→ Description of the task
Count how many lines in the rows below contain the string "parking", treating uppercase and lowercase as different, and reply with only that number.
----
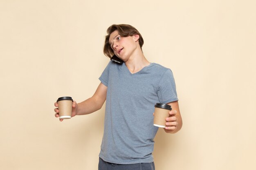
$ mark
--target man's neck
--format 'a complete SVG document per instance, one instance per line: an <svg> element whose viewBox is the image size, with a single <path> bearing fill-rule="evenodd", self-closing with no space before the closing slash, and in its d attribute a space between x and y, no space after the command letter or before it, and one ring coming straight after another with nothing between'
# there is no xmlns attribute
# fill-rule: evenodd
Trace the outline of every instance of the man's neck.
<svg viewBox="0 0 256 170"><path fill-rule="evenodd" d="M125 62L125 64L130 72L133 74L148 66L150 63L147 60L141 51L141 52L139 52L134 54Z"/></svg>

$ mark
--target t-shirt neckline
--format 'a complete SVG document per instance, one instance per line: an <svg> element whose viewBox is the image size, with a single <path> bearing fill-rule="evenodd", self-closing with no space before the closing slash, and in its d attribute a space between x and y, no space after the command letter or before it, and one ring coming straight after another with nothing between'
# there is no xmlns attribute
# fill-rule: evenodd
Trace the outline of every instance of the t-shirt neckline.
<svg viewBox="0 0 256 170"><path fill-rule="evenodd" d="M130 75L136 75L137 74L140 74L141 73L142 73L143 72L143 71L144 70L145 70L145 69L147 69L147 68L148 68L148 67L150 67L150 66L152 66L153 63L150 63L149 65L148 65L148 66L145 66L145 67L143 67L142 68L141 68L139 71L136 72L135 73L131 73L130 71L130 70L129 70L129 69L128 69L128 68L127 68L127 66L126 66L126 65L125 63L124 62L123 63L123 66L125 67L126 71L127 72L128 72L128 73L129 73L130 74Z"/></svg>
----
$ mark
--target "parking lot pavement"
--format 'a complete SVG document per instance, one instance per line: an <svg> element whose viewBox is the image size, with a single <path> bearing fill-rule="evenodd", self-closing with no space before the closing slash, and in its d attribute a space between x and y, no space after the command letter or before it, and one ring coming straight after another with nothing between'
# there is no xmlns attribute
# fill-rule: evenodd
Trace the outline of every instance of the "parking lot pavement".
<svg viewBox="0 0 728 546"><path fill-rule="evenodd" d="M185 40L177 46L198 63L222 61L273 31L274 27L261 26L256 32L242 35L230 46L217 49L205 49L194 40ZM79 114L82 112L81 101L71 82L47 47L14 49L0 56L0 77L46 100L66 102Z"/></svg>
----
→ Result for this exercise
2